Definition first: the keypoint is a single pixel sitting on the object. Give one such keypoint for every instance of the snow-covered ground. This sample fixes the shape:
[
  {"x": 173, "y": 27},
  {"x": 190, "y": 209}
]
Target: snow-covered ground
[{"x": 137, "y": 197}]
━━━━
#### EXERCISE INSTRUCTIONS:
Reproduce each of the records above verbatim, line for line.

#### COMPLETED EXERCISE:
Definition first: the keypoint is a single pixel sitting on the object. Give one such keypoint for every instance of the snow-covered ground. This sample fixes the shape:
[
  {"x": 173, "y": 27},
  {"x": 190, "y": 209}
]
Target: snow-covered ground
[{"x": 137, "y": 197}]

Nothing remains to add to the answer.